* **EXCERPTED RECORDS**:
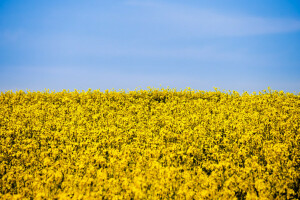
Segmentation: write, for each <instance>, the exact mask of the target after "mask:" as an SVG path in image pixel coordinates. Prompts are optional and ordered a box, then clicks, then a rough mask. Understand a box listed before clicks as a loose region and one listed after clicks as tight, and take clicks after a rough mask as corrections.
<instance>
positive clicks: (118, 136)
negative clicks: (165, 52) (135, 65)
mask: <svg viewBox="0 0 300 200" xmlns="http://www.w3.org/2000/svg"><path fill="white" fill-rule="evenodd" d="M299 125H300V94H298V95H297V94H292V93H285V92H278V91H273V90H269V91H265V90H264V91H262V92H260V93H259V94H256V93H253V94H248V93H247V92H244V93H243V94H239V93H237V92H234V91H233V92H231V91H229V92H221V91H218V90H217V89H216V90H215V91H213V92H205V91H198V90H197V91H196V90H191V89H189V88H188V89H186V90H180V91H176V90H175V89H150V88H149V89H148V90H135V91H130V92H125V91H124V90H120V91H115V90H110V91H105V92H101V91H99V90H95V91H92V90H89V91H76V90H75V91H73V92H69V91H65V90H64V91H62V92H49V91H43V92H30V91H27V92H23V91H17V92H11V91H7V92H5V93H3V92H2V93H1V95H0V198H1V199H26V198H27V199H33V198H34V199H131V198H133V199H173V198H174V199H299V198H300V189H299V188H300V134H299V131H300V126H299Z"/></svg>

...

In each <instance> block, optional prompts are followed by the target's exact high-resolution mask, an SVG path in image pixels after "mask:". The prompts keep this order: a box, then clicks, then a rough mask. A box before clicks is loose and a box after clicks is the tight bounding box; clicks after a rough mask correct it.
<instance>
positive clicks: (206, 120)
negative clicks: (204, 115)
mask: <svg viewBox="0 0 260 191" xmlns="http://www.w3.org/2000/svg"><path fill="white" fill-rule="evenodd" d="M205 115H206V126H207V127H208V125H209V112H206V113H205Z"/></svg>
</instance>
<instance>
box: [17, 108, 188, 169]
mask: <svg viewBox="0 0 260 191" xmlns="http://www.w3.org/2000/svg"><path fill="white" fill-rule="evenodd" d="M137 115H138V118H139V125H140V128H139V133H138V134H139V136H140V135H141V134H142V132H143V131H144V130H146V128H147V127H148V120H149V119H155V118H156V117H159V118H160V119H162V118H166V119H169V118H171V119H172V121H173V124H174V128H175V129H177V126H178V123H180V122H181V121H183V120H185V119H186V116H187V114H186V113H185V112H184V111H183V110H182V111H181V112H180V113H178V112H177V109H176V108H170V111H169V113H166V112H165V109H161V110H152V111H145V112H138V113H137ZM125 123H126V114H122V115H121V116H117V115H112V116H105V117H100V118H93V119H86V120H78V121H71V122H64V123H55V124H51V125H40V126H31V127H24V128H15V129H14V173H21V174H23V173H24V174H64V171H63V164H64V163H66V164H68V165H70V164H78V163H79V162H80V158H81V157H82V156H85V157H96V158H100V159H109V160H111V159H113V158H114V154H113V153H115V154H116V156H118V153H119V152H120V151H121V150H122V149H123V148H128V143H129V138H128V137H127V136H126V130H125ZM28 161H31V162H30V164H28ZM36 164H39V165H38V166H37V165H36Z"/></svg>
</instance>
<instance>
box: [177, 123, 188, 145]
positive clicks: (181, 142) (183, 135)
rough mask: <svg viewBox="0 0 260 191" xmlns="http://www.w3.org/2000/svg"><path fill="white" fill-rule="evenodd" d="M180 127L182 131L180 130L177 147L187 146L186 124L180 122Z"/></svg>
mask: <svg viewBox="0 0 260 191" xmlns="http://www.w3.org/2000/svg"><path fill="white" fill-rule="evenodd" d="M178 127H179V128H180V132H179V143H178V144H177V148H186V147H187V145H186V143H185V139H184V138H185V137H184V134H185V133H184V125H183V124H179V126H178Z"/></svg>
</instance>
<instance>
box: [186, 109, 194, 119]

==

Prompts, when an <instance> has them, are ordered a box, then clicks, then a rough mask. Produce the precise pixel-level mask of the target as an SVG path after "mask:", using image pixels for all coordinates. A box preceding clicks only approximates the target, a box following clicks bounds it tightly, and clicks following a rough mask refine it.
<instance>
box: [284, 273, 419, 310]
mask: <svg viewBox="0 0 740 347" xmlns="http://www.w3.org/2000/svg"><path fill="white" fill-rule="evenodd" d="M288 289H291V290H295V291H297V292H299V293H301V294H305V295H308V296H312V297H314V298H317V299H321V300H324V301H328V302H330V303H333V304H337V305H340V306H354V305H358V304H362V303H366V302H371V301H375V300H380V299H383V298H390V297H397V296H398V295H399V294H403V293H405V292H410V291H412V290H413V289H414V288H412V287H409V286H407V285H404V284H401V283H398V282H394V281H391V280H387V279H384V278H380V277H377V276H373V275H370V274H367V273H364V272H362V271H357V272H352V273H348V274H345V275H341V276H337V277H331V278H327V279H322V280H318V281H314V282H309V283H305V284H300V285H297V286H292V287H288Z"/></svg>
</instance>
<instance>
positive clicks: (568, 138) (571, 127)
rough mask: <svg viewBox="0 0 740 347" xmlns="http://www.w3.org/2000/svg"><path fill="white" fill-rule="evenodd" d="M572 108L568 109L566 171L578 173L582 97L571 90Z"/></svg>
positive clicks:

* **PROBLEM STATEMENT**: Above are the entries. Copy exactly the part that opens with the line containing "box: [177, 123, 188, 145]" and closes with the line containing "box: [186, 109, 194, 119]", and no more.

* **RESULT BELOW**:
box: [177, 123, 188, 145]
positive clicks: (181, 142) (183, 135)
rough mask: <svg viewBox="0 0 260 191" xmlns="http://www.w3.org/2000/svg"><path fill="white" fill-rule="evenodd" d="M180 127L182 131L180 130L177 147L187 146L186 124L180 122Z"/></svg>
mask: <svg viewBox="0 0 260 191" xmlns="http://www.w3.org/2000/svg"><path fill="white" fill-rule="evenodd" d="M178 127H179V128H180V132H179V143H178V144H177V148H186V147H187V145H186V143H185V139H184V138H185V137H184V134H185V133H184V125H183V124H179V126H178Z"/></svg>
</instance>
<instance>
box: [186, 109, 194, 119]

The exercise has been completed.